Dataset items
===

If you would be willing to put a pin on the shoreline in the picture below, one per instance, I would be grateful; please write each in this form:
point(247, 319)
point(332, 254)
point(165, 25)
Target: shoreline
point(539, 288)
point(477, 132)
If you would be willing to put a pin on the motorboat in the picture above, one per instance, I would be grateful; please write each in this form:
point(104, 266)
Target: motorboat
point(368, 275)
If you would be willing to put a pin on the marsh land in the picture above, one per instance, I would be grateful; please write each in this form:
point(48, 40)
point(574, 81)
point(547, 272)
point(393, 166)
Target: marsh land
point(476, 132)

===

» The request
Rewrite all of the rows above with "pin" changed to "marker" wherever it appears, leaving every other part unchanged.

» Exercise response
If you would be willing to put a marker on the shoreline in the picture below, one per instance, I would be grateful; please write each in this form:
point(247, 319)
point(332, 254)
point(165, 25)
Target: shoreline
point(539, 288)
point(477, 132)
If you would be willing to put a marker on the motorboat in the picture above, one per instance, I would be grateful; please write each in this form:
point(104, 266)
Target: motorboat
point(368, 275)
If you would be willing to put a marker on the marsh land in the picture above, one per instance, I would be grateful; please write each in this form:
point(48, 40)
point(574, 81)
point(547, 272)
point(393, 166)
Target: marsh land
point(476, 132)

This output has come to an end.